▽
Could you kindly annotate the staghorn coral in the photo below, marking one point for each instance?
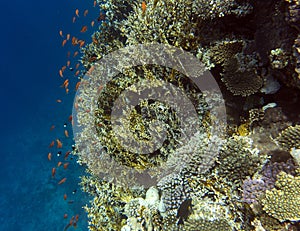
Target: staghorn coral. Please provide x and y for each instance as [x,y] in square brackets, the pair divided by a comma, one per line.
[283,202]
[289,138]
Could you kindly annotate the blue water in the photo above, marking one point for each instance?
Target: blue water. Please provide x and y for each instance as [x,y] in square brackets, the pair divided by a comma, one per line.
[31,55]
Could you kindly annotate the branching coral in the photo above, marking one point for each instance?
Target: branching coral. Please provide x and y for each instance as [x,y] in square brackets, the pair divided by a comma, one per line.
[283,203]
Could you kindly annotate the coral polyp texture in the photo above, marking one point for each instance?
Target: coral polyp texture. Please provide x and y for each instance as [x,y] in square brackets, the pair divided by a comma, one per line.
[243,177]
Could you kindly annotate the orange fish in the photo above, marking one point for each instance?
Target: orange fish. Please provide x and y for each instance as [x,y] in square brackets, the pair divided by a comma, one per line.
[63,68]
[66,165]
[59,143]
[60,72]
[144,7]
[66,83]
[66,133]
[53,172]
[83,29]
[67,154]
[51,144]
[49,156]
[74,41]
[64,42]
[62,181]
[77,86]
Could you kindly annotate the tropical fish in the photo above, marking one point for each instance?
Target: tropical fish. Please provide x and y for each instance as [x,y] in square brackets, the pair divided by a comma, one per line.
[59,143]
[83,29]
[53,172]
[51,144]
[64,42]
[144,7]
[66,133]
[63,180]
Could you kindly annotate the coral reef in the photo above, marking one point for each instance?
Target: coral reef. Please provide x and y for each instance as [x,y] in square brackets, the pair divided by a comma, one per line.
[289,138]
[246,182]
[283,202]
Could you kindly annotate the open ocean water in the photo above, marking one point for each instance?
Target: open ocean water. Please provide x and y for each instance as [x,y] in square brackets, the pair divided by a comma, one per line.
[31,56]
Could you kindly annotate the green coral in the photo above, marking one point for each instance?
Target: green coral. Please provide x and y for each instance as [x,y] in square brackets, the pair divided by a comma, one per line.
[237,160]
[289,138]
[283,202]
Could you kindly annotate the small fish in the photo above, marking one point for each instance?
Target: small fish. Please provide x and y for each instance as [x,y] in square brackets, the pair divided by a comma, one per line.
[81,43]
[60,72]
[51,144]
[65,84]
[67,154]
[53,172]
[83,29]
[63,42]
[66,165]
[63,180]
[50,156]
[77,86]
[66,133]
[59,143]
[74,41]
[144,8]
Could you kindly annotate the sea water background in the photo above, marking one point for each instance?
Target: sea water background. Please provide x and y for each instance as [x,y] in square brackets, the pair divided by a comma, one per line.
[31,56]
△
**EXERCISE DIRECTIONS**
Convert the section running from the line containing "Could you kindly annotate the sea" through the end of the rows into a JSON array of strings, with one string per line and blank lines omitted.

**THE OUTPUT**
[
  "Could you kindly annotate the sea water background in the photo above, marking one point for each instance?",
  "Target: sea water background. Please provide x and y for each instance as [x,y] in square brackets, the pair divided by a comma, one per line.",
  "[31,56]"
]